• EXERCISE OBJECTIVE
Starting with the line that contains "Objective — a point for each instance of the hand", set down each line through the end of the entries below, exactly and with nothing added.

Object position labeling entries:
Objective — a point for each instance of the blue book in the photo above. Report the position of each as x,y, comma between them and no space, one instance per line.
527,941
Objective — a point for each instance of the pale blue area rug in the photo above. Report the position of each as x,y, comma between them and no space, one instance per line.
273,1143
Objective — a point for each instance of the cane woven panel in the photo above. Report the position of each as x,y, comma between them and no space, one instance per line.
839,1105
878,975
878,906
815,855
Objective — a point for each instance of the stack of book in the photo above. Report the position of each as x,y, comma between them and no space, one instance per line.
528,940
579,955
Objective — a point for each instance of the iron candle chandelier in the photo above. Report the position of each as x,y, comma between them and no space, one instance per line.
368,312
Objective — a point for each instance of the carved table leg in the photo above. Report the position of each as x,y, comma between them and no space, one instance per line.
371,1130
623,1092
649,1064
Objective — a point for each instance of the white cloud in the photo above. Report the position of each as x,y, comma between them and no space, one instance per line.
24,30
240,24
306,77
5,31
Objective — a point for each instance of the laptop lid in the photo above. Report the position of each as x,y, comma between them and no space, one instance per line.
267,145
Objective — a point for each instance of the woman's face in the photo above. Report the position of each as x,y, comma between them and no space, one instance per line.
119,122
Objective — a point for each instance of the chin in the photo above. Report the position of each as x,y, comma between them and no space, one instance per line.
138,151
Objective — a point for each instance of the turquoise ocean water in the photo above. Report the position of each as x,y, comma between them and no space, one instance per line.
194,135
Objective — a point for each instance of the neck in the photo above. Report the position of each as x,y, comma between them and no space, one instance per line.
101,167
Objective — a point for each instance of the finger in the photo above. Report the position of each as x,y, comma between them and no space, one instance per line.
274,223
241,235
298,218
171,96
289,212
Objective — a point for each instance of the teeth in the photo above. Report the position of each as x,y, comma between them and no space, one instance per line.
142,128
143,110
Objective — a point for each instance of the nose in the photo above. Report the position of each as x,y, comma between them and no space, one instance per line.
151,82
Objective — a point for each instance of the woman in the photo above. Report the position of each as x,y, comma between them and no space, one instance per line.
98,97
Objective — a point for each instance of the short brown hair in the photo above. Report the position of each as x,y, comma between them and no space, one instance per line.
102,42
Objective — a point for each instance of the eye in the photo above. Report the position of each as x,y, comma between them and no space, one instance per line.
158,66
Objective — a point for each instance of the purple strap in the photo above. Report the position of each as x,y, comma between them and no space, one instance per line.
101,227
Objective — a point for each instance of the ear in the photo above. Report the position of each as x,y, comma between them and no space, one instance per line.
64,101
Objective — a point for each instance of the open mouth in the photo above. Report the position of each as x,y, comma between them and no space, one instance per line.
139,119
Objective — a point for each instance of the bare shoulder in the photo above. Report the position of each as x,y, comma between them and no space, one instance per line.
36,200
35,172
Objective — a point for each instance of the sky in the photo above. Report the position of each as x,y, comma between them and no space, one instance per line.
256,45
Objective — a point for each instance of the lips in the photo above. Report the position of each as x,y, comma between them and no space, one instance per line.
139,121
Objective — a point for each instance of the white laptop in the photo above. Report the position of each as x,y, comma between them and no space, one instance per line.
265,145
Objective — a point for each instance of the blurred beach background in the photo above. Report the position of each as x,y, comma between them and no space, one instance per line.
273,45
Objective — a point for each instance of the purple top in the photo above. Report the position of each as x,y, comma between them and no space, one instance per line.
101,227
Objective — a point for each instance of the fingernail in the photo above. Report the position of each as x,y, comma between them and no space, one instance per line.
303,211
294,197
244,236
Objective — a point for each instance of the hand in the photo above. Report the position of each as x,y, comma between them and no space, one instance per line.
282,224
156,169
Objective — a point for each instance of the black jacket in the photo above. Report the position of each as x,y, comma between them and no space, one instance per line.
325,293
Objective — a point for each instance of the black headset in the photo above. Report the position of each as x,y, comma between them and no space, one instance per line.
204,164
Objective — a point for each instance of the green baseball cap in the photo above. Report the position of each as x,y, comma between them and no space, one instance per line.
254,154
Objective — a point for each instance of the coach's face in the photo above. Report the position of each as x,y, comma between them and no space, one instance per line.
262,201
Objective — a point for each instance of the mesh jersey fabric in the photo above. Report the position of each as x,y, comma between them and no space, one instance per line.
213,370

• SOLUTION
Objective — a point for each instance of the hand in the photo above. Report the position of each as x,y, comma between them and no space, one instance per line.
282,224
156,169
Objective — a point for each instance of the black jacket in the photo above. Report the position of each as x,y, comma between them and no space, one instance per line.
325,293
Objective — a point for each instance of the black headset in the photo above. Report the position of each as x,y, comma between them and no space, one instance per line.
204,164
Objective — a point for each instance of the green baseball cap in the photo above. Report the position of each as x,y, comma between them and no space, one instance per line.
254,154
Objective — a point for each instance of the coach's face in the photo above. Report the position of each as x,y, comma between them and no space, one instance per line.
262,201
Objective — a point for each instance of the mesh jersey fabric in the photo above. Report the position of each as x,y, comma between them and no space, one instance per line.
213,370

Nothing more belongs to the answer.